* _PASSAGE TO READ_
Hopkins Researcher Awarded Grant to Pursue Potential Down Syndrome Treatment
The Down Syndrome Research and Treatment Foundation has awarded a $250,000 grant to Roger H. Reeves, Ph.D., a professor of physiology and member of the McKusick-Nathans Institute of Genetic Medicine at Johns Hopkins. Reeves and his research team will extend their current studies on a potential drug to see if its positive effects can improve brain development in mouse models of Down syndrome.
“The DSRTF award allows us to pursue our preliminary observations immediately without the now considerable delay that’s usually associated with obtaining federal funding,” says Reeves. “With a decrease of nearly 70 percent - from $42 million to $13 million - in the amount of Down syndrome research dollars from the National Institutes of Health in the last few years, the role of groups like DSRTF has become critical to continued progress in the effort to help 350,000 Americans with Down syndrome.”
Down syndrome results from inheriting three, rather than the usual two, copies of chromosome 21, a condition known as trisomy 21 or Ts21. During development, Ts21 causes the cerebellum - the part of the brain that coordinates movement and participates in motor-learning - to grow too slowly, resulting in a small and under-developed structure. A key reason why the cerebellum doesn’t grow fast enough, according to Reeves, is that trisomic cells do not respond to a natural growth factor called Sonic hedgehog.

* _LISTED ENTRIES_
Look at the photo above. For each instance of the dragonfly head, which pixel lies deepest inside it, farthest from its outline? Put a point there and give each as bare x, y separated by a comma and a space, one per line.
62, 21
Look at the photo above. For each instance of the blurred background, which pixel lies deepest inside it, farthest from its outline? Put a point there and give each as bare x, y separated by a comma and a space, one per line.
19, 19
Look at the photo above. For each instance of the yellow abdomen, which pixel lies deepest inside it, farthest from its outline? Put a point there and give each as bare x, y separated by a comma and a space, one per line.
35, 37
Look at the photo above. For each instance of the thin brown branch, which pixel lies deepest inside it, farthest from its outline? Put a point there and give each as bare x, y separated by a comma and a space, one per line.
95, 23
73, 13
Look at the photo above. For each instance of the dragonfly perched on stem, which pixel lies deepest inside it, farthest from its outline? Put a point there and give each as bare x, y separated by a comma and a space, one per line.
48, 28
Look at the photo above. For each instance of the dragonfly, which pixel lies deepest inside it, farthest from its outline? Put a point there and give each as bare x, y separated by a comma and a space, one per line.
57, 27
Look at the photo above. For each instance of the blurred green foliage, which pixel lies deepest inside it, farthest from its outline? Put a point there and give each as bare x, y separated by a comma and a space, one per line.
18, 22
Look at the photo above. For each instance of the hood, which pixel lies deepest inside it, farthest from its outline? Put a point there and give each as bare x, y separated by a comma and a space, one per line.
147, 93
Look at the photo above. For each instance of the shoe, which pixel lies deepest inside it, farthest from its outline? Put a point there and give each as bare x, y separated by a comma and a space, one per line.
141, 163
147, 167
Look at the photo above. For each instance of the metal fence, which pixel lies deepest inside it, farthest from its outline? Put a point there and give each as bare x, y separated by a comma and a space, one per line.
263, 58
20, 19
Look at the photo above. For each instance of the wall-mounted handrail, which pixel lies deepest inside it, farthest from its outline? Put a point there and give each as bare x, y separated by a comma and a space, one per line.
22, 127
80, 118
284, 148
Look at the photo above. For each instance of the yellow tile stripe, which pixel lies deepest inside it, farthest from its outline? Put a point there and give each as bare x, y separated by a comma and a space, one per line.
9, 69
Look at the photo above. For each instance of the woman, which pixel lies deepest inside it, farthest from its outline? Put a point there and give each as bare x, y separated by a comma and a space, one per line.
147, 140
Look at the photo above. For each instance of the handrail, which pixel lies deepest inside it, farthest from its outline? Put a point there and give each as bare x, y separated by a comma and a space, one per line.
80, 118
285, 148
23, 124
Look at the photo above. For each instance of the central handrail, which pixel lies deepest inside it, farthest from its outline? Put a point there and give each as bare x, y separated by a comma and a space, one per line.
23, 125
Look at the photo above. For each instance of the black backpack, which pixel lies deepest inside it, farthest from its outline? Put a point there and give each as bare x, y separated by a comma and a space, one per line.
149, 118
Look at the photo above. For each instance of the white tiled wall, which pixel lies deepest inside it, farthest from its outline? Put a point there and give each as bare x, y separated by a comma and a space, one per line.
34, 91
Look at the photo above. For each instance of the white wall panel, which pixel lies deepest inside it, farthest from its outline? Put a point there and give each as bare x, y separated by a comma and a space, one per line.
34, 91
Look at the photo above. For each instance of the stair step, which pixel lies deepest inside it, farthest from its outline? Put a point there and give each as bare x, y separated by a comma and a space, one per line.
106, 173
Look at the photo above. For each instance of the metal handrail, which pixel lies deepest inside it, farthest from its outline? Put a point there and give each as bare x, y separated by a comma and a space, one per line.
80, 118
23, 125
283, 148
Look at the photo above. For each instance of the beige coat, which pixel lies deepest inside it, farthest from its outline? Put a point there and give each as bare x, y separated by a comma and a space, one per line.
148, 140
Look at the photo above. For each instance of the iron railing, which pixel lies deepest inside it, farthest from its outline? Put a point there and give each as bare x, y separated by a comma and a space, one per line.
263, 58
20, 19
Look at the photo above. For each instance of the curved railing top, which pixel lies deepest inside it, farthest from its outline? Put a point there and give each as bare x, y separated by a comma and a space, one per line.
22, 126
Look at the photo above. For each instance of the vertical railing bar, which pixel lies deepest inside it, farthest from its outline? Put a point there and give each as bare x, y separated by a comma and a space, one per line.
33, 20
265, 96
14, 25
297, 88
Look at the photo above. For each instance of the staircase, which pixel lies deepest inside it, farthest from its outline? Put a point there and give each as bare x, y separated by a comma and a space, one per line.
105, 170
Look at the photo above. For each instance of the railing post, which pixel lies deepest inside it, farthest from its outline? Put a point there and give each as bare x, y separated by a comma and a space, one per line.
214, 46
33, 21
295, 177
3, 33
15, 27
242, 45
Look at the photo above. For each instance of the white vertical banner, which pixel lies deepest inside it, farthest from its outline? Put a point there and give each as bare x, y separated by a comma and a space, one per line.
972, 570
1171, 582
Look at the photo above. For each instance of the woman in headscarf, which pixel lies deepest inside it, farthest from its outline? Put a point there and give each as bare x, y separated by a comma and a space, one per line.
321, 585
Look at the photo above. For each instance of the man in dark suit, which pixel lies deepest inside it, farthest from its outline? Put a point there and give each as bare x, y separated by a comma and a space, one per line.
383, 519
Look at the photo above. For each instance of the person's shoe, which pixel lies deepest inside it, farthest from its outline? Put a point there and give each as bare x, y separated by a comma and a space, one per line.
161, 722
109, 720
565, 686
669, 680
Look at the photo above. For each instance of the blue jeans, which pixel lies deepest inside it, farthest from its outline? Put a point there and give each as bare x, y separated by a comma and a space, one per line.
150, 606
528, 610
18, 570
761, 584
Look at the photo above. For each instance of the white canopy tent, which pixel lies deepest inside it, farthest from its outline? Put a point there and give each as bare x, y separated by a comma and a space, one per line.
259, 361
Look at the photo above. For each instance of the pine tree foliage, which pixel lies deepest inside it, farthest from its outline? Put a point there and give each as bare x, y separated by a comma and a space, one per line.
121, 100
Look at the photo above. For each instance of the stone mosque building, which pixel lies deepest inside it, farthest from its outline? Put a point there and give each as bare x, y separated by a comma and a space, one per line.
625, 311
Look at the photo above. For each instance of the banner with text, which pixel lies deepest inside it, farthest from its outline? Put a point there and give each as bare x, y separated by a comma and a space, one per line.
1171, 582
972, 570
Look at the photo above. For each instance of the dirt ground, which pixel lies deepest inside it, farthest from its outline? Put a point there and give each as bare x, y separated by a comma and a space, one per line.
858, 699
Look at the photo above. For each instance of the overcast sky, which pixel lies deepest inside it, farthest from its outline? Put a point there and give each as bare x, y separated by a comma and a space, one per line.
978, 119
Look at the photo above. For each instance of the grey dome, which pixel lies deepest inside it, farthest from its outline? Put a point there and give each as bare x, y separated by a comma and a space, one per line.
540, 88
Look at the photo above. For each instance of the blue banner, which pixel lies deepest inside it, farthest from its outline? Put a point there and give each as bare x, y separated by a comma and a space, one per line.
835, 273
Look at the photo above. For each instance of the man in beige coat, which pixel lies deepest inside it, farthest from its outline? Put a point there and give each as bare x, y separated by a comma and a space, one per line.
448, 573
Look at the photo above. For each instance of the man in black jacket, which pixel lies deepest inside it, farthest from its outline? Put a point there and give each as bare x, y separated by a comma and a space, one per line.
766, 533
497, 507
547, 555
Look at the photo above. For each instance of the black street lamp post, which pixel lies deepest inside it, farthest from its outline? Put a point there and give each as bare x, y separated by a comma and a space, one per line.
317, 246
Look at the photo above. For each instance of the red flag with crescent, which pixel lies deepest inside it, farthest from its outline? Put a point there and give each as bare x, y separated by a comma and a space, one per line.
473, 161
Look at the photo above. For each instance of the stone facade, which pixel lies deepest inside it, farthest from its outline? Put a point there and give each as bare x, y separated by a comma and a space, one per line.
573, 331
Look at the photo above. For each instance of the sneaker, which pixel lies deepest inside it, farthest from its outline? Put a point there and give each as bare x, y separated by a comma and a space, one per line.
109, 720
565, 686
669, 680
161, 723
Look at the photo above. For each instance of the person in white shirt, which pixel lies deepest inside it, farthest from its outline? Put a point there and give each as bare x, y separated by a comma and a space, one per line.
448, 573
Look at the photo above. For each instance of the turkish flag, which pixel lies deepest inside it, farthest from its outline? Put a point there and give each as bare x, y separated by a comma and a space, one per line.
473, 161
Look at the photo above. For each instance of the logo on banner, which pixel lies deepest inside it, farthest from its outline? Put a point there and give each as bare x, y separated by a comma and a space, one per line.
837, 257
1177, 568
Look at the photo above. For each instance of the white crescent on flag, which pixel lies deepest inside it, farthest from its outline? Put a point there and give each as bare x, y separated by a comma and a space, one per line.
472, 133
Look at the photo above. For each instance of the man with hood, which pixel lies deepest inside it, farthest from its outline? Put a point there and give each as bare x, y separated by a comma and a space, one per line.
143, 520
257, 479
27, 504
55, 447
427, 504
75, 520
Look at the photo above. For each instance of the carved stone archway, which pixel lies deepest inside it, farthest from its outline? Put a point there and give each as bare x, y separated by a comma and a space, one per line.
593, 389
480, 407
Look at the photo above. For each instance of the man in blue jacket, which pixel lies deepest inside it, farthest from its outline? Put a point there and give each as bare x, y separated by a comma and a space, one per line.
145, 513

* _EXERCISES_
[1] Duplicate everything in the Down syndrome grant article from "Hopkins Researcher Awarded" down to "of Down syndrome.".
[2] Decide whether each statement below agrees with the Down syndrome grant article, answering yes or no and quoting the deciding words. (a) The foundation's grant to Reeves was $250,000. (b) Down syndrome research dollars from the National Institutes of Health have increased in the last few years. (c) Down syndrome results from inheriting three copies of chromosome 21.

* _RESPONSES PER TASK_
[1]
Hopkins Researcher Awarded Grant to Pursue Potential Down Syndrome Treatment
The Down Syndrome Research and Treatment Foundation has awarded a $250,000 grant to Roger H. Reeves, Ph.D., a professor of physiology and member of the McKusick-Nathans Institute of Genetic Medicine at Johns Hopkins. Reeves and his research team will extend their current studies on a potential drug to see if its positive effects can improve brain development in mouse models of Down syndrome.

[2]
(a) Yes: "has awarded a $250,000 grant to Roger H. Reeves, Ph.D."
(b) No: "With a decrease of nearly 70 percent - from $42 million to $13 million - in the amount of Down syndrome research dollars from the National Institutes of Health in the last few years"
(c) Yes: "Down syndrome results from inheriting three, rather than the usual two, copies of chromosome 21"